Exercise description => Find every line in the rows below that contains the string "light", matching case exactly, and copy each of those lines.

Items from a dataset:
============================================================

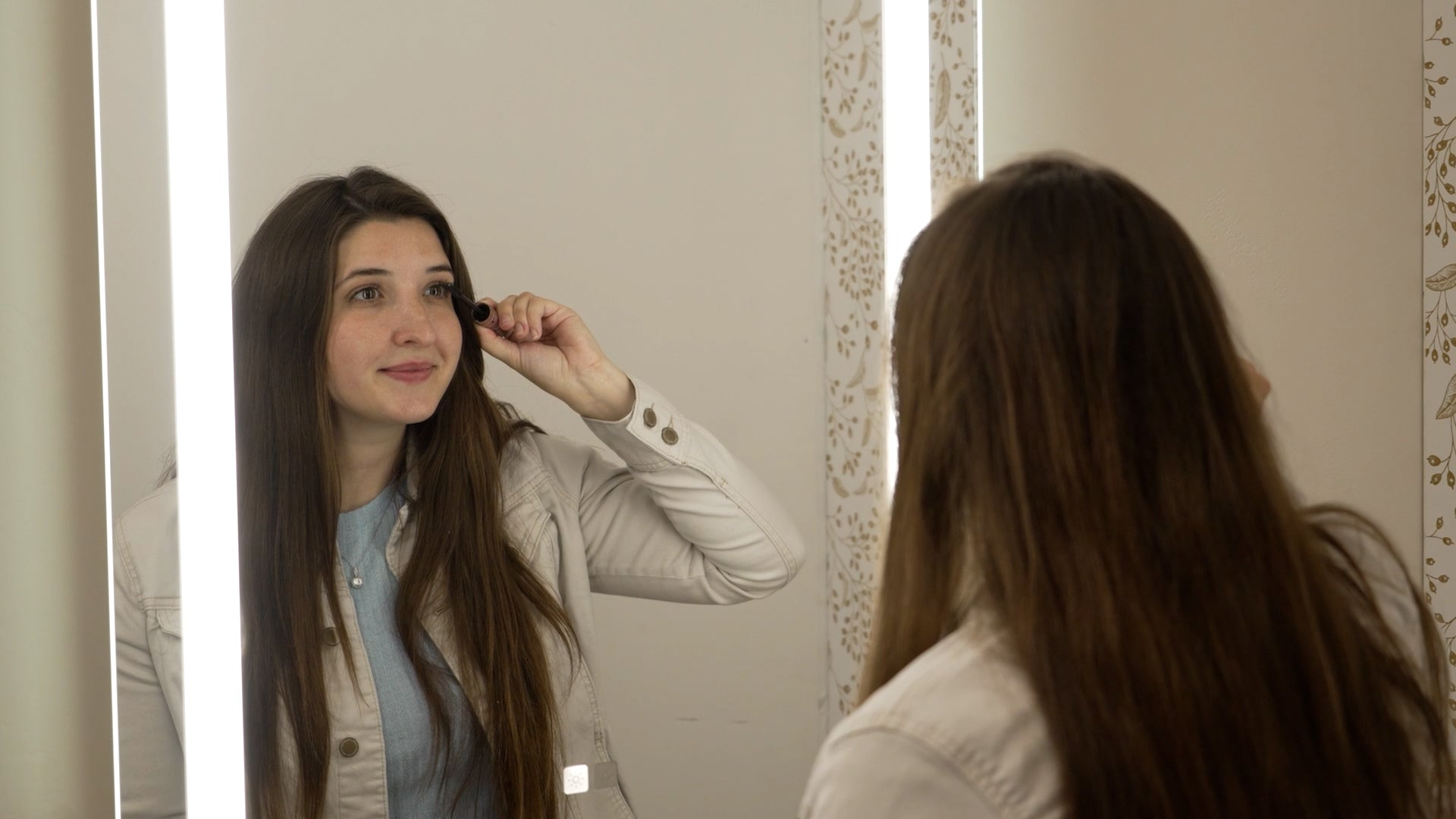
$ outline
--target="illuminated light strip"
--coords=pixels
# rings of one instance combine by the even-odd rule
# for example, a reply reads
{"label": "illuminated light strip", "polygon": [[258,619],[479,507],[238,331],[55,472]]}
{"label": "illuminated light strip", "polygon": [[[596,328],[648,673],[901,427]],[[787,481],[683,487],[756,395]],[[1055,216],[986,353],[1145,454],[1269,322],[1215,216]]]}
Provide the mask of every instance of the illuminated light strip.
{"label": "illuminated light strip", "polygon": [[976,178],[986,178],[986,50],[981,48],[981,31],[986,28],[986,0],[976,0]]}
{"label": "illuminated light strip", "polygon": [[166,0],[188,816],[243,818],[223,0]]}
{"label": "illuminated light strip", "polygon": [[96,157],[96,287],[100,290],[100,453],[102,479],[106,485],[106,627],[111,635],[111,793],[121,819],[121,732],[116,711],[116,565],[112,561],[111,506],[111,358],[106,354],[106,222],[100,198],[100,34],[96,25],[96,1],[92,7],[92,137]]}
{"label": "illuminated light strip", "polygon": [[[887,0],[882,15],[888,338],[894,328],[900,262],[910,242],[930,222],[930,3]],[[885,415],[887,490],[893,490],[900,439],[888,401]]]}

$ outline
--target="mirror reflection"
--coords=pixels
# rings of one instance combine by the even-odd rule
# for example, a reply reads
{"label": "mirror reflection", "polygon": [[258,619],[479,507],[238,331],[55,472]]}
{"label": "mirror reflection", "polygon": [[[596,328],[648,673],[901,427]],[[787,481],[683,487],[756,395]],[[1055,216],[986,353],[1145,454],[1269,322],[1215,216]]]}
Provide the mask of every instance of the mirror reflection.
{"label": "mirror reflection", "polygon": [[[128,149],[165,144],[159,6],[151,28],[116,6],[102,19],[118,60],[125,50],[156,66],[153,85],[112,86],[118,125],[106,137],[115,171],[130,160],[141,185],[150,169],[138,189],[163,201],[118,211],[154,222],[151,235],[121,240],[112,265],[112,290],[153,293],[125,316],[151,328],[169,325],[165,153]],[[794,273],[820,265],[817,44],[802,36],[814,10],[769,22],[753,9],[703,17],[671,4],[569,19],[463,3],[344,10],[227,9],[240,560],[258,589],[245,592],[243,616],[248,654],[271,657],[249,663],[250,730],[278,717],[277,734],[250,734],[255,769],[281,783],[272,797],[323,804],[357,804],[336,785],[357,780],[351,765],[384,759],[415,783],[392,785],[390,799],[411,787],[448,804],[460,796],[459,815],[488,797],[555,797],[612,816],[628,802],[642,815],[791,812],[823,737],[823,568],[799,535],[821,528],[823,398],[811,376],[823,348],[807,328],[823,291],[817,274]],[[703,26],[735,32],[724,54],[769,57],[724,73],[697,42]],[[390,57],[361,60],[360,44]],[[127,98],[157,105],[128,111]],[[377,189],[389,201],[348,219],[310,210],[314,232],[294,224],[304,211],[285,207],[290,194],[317,194],[310,179],[361,166],[377,175],[355,175],[344,200]],[[272,230],[271,214],[300,232]],[[437,245],[421,248],[427,232]],[[495,310],[486,325],[462,297]],[[511,337],[521,328],[542,337]],[[159,358],[135,366],[166,383]],[[138,412],[115,420],[114,437],[134,443],[116,469],[135,475],[118,485],[118,514],[147,500],[121,514],[118,552],[137,568],[118,576],[118,599],[131,603],[118,614],[118,662],[124,804],[146,815],[181,799],[185,603],[169,490],[153,491],[170,420],[140,411],[170,407],[170,391],[134,388]],[[377,389],[425,398],[386,410]],[[462,426],[440,428],[447,407]],[[397,426],[387,446],[386,421]],[[428,428],[430,443],[406,428]],[[545,449],[527,446],[537,437]],[[616,449],[628,439],[639,449]],[[307,474],[290,477],[301,463]],[[633,469],[668,482],[681,469],[699,484],[667,488]],[[639,504],[657,512],[628,512]],[[437,544],[424,561],[421,538]],[[486,554],[507,563],[451,563]],[[414,579],[411,565],[435,579]],[[438,619],[432,606],[454,595],[441,583],[470,573],[473,592],[450,603],[460,619]],[[763,597],[795,573],[748,606],[661,602]],[[415,614],[399,621],[405,609]],[[376,659],[379,635],[387,659]],[[272,665],[304,646],[316,659]],[[517,651],[534,665],[505,659]],[[399,695],[379,694],[400,682]],[[269,685],[281,688],[265,702]],[[508,702],[486,702],[480,692],[502,685]],[[547,695],[555,714],[530,705]],[[325,704],[335,711],[314,742]],[[390,714],[428,730],[390,742]],[[558,758],[540,740],[550,720]],[[326,777],[312,775],[319,755]],[[568,769],[582,793],[565,793]],[[766,780],[776,784],[743,787]]]}

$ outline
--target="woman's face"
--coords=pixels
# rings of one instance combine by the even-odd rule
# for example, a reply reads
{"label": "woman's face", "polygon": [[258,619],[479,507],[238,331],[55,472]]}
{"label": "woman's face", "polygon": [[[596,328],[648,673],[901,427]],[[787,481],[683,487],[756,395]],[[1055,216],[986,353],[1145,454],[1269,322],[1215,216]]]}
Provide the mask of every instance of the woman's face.
{"label": "woman's face", "polygon": [[365,222],[339,242],[328,385],[345,436],[434,414],[460,360],[450,259],[421,219]]}

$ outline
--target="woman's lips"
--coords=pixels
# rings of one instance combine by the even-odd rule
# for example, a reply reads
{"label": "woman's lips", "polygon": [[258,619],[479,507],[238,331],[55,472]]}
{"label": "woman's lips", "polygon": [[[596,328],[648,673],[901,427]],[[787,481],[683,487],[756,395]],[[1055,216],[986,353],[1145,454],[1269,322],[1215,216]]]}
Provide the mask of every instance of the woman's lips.
{"label": "woman's lips", "polygon": [[435,372],[434,364],[427,364],[424,361],[409,361],[406,364],[396,364],[393,367],[384,367],[380,370],[386,376],[405,382],[405,383],[419,383],[430,377]]}

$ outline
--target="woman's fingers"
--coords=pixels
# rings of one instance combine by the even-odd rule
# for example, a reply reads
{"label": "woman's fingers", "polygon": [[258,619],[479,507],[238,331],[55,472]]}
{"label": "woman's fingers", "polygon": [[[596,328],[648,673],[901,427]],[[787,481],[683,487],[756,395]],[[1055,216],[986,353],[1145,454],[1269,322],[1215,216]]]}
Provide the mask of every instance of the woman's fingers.
{"label": "woman's fingers", "polygon": [[545,331],[543,319],[559,305],[534,293],[517,293],[501,299],[496,305],[496,326],[513,341],[540,341]]}

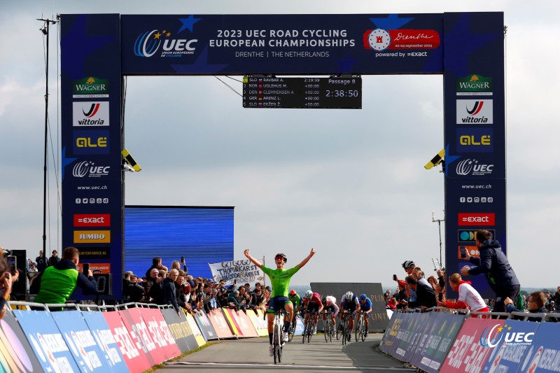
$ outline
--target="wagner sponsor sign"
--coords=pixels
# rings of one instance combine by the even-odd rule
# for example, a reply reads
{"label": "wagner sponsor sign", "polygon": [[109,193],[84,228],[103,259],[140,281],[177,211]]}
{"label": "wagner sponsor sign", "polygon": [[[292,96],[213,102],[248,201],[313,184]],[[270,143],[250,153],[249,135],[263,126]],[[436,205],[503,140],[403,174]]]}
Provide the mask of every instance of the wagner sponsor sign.
{"label": "wagner sponsor sign", "polygon": [[219,263],[209,263],[212,278],[216,281],[224,281],[227,285],[248,283],[254,286],[255,283],[262,282],[265,274],[250,260],[230,260]]}

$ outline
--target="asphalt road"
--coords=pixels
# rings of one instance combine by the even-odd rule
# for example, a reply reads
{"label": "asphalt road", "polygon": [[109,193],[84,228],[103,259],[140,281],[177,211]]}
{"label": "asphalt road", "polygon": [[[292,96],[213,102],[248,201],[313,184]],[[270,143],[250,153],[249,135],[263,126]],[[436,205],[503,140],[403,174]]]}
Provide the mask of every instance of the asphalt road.
{"label": "asphalt road", "polygon": [[[283,350],[282,362],[274,365],[268,356],[268,338],[220,341],[180,360],[168,363],[167,373],[190,370],[209,373],[289,370],[290,372],[414,372],[384,355],[377,347],[382,334],[370,334],[365,342],[342,346],[342,341],[327,344],[322,334],[311,343],[294,337]],[[352,336],[354,337],[354,335]]]}

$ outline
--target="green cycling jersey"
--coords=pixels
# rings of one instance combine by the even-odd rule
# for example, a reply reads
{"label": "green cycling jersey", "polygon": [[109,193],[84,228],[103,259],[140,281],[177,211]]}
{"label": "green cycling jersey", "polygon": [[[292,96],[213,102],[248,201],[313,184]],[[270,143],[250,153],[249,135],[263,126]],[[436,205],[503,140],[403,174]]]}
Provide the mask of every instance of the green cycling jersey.
{"label": "green cycling jersey", "polygon": [[272,285],[272,294],[271,297],[288,297],[288,288],[290,287],[290,280],[292,276],[300,270],[299,266],[295,266],[293,268],[290,268],[286,270],[272,269],[264,265],[261,267],[261,269],[265,272],[270,279],[270,283]]}

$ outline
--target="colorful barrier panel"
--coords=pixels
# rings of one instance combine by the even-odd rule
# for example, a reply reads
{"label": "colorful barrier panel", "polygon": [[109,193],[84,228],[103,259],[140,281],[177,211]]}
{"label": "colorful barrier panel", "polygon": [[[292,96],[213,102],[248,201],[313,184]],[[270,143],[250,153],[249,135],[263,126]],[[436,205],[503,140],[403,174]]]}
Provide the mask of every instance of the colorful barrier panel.
{"label": "colorful barrier panel", "polygon": [[111,367],[104,358],[93,335],[79,311],[51,312],[50,316],[60,330],[67,346],[70,347],[80,370],[106,372]]}
{"label": "colorful barrier panel", "polygon": [[[163,351],[164,360],[170,360],[181,355],[181,351],[177,347],[169,327],[163,318],[162,311],[155,308],[137,309],[140,310],[140,314],[148,326],[152,339],[155,342],[157,347]],[[178,320],[181,320],[184,314],[182,311],[179,314],[175,313],[175,317]]]}
{"label": "colorful barrier panel", "polygon": [[130,372],[142,372],[150,367],[150,363],[144,353],[139,341],[130,325],[120,318],[120,311],[103,312],[105,321],[117,342],[119,351]]}
{"label": "colorful barrier panel", "polygon": [[174,309],[164,309],[161,311],[162,316],[169,327],[169,331],[177,344],[177,347],[181,353],[190,351],[198,347],[195,333],[187,321],[186,315],[185,317],[179,318]]}
{"label": "colorful barrier panel", "polygon": [[257,332],[257,335],[258,335],[259,337],[267,336],[268,329],[267,329],[267,322],[265,320],[262,310],[258,310],[256,314],[253,311],[248,311],[247,315],[248,315],[249,320],[251,320],[253,327]]}
{"label": "colorful barrier panel", "polygon": [[[45,358],[43,356],[43,359]],[[11,312],[0,320],[0,368],[4,372],[41,372],[43,366]]]}
{"label": "colorful barrier panel", "polygon": [[218,333],[216,332],[214,327],[212,326],[212,323],[210,322],[208,315],[206,315],[204,309],[201,309],[200,311],[200,313],[193,315],[193,317],[200,331],[202,332],[202,336],[206,341],[217,339]]}
{"label": "colorful barrier panel", "polygon": [[493,341],[506,320],[467,318],[445,358],[440,372],[480,372],[488,359]]}
{"label": "colorful barrier panel", "polygon": [[410,363],[430,373],[437,372],[457,337],[465,317],[447,312],[430,312],[430,331],[426,332],[428,329],[426,328]]}
{"label": "colorful barrier panel", "polygon": [[[540,324],[507,320],[503,329],[496,334],[498,342],[491,342],[489,348],[491,351],[482,372],[517,372],[531,349],[535,333],[540,328]],[[545,327],[545,325],[541,325]]]}
{"label": "colorful barrier panel", "polygon": [[80,370],[49,312],[12,310],[45,372]]}
{"label": "colorful barrier panel", "polygon": [[127,365],[120,353],[117,341],[111,332],[102,312],[82,311],[82,316],[99,346],[103,358],[113,372],[125,372]]}
{"label": "colorful barrier panel", "polygon": [[[525,322],[525,321],[524,321]],[[560,372],[560,324],[540,323],[518,372]],[[503,358],[503,355],[502,356]],[[517,360],[515,357],[514,359]],[[513,359],[512,359],[513,360]]]}
{"label": "colorful barrier panel", "polygon": [[207,316],[218,338],[225,339],[232,338],[234,337],[233,331],[231,328],[230,328],[230,324],[228,324],[227,321],[225,320],[225,316],[222,312],[221,309],[214,309],[211,311]]}

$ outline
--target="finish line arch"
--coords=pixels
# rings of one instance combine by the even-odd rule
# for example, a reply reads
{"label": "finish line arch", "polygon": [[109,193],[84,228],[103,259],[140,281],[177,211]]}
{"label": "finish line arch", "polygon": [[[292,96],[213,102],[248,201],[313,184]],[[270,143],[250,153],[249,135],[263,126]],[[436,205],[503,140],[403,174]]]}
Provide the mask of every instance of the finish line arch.
{"label": "finish line arch", "polygon": [[503,13],[69,14],[60,24],[62,244],[110,268],[117,300],[125,76],[442,74],[447,273],[477,230],[507,251]]}

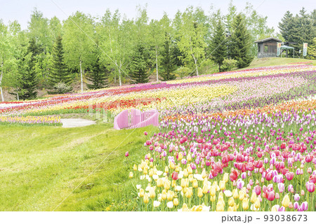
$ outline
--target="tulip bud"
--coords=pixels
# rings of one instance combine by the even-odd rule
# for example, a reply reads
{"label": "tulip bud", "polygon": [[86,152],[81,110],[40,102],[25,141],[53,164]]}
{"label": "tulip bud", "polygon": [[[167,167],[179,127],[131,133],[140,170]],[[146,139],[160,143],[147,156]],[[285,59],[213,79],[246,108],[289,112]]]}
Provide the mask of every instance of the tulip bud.
{"label": "tulip bud", "polygon": [[179,204],[179,201],[178,200],[178,198],[173,199],[173,204],[174,206],[178,206]]}
{"label": "tulip bud", "polygon": [[250,202],[254,204],[257,200],[257,195],[254,191],[252,192],[251,197],[250,198]]}
{"label": "tulip bud", "polygon": [[148,198],[148,194],[147,194],[147,193],[145,193],[145,194],[144,194],[143,201],[144,201],[144,203],[145,203],[145,204],[148,204],[148,202],[149,202],[149,198]]}
{"label": "tulip bud", "polygon": [[203,197],[203,192],[201,188],[197,188],[197,197]]}
{"label": "tulip bud", "polygon": [[285,208],[287,208],[289,206],[289,202],[290,202],[290,200],[289,200],[289,195],[287,195],[284,196],[284,197],[283,197],[282,206],[284,206]]}

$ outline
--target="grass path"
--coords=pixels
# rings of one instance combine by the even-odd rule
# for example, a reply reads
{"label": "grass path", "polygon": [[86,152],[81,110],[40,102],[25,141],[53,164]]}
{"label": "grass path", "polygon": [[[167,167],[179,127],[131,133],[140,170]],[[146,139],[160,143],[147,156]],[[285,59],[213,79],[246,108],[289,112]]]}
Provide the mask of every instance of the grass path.
{"label": "grass path", "polygon": [[55,209],[122,141],[56,210],[103,211],[111,204],[111,209],[135,209],[129,171],[146,153],[143,132],[149,129],[157,131],[118,131],[105,124],[71,129],[0,125],[0,211]]}

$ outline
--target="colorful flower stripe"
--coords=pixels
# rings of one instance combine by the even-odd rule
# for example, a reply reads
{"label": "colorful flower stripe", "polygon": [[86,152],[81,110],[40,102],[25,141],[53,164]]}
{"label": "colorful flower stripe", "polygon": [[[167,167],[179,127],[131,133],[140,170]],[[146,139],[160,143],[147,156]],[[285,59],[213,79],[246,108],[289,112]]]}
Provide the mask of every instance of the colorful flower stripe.
{"label": "colorful flower stripe", "polygon": [[20,123],[20,124],[61,124],[60,117],[57,115],[49,116],[0,116],[0,122]]}

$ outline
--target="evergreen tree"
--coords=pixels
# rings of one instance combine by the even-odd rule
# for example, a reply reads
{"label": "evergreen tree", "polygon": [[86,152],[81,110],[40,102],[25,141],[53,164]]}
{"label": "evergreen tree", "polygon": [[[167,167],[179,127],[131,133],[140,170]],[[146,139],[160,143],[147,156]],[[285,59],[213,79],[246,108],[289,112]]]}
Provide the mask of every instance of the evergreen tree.
{"label": "evergreen tree", "polygon": [[307,59],[316,59],[316,37],[314,38],[312,43],[308,46]]}
{"label": "evergreen tree", "polygon": [[131,81],[132,83],[148,83],[149,74],[146,72],[147,67],[147,58],[148,56],[145,52],[144,46],[141,43],[139,43],[136,46],[134,57],[131,65],[131,74],[130,78],[131,78]]}
{"label": "evergreen tree", "polygon": [[281,22],[279,22],[279,29],[281,35],[285,41],[291,42],[293,41],[292,31],[294,26],[294,22],[293,14],[290,11],[287,11],[281,19]]}
{"label": "evergreen tree", "polygon": [[296,15],[294,19],[294,27],[291,31],[293,41],[296,43],[293,45],[296,51],[302,49],[303,43],[312,43],[313,30],[312,21],[306,10],[303,8],[299,15]]}
{"label": "evergreen tree", "polygon": [[249,66],[254,59],[250,52],[250,34],[246,28],[244,20],[241,13],[234,18],[232,24],[234,31],[230,38],[228,45],[229,57],[237,61],[239,69]]}
{"label": "evergreen tree", "polygon": [[35,74],[36,54],[39,48],[37,46],[34,39],[29,41],[27,54],[21,62],[21,70],[18,80],[18,93],[22,100],[37,97],[36,87],[37,77]]}
{"label": "evergreen tree", "polygon": [[211,50],[212,59],[218,64],[218,70],[220,72],[220,66],[226,58],[227,47],[225,41],[225,28],[220,19],[215,27],[215,33],[211,41]]}
{"label": "evergreen tree", "polygon": [[53,46],[51,69],[48,77],[48,84],[51,88],[58,83],[69,85],[72,81],[64,60],[62,39],[60,36],[57,37]]}
{"label": "evergreen tree", "polygon": [[87,80],[91,84],[86,84],[90,90],[98,90],[108,87],[107,76],[109,71],[101,64],[100,57],[96,55],[95,62],[92,64],[91,73],[87,76]]}
{"label": "evergreen tree", "polygon": [[171,38],[166,34],[164,44],[162,52],[162,62],[163,72],[160,74],[164,81],[176,79],[176,76],[172,72],[176,69],[175,58],[171,46]]}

============================================================

Correct result =>
--target="illuminated light strip"
{"label": "illuminated light strip", "polygon": [[258,619],[479,507],[238,331],[55,472]]}
{"label": "illuminated light strip", "polygon": [[[596,328],[648,673],[901,427]],[[787,481],[683,487],[756,395]],[[1055,216],[986,353],[1145,454],[1269,322],[1215,216]]]}
Provide the mask of every instance of the illuminated light strip.
{"label": "illuminated light strip", "polygon": [[976,178],[986,178],[986,50],[981,48],[981,31],[986,28],[986,0],[976,0]]}
{"label": "illuminated light strip", "polygon": [[166,0],[188,816],[243,818],[223,0]]}
{"label": "illuminated light strip", "polygon": [[96,157],[96,287],[100,290],[100,453],[102,479],[106,485],[106,627],[111,635],[111,793],[121,819],[121,732],[116,711],[116,565],[112,561],[111,506],[111,358],[106,354],[106,222],[100,198],[100,34],[96,25],[96,1],[92,7],[92,137]]}
{"label": "illuminated light strip", "polygon": [[[887,0],[882,15],[888,338],[894,328],[900,262],[910,242],[930,222],[930,3]],[[885,415],[887,490],[893,490],[900,439],[888,401]]]}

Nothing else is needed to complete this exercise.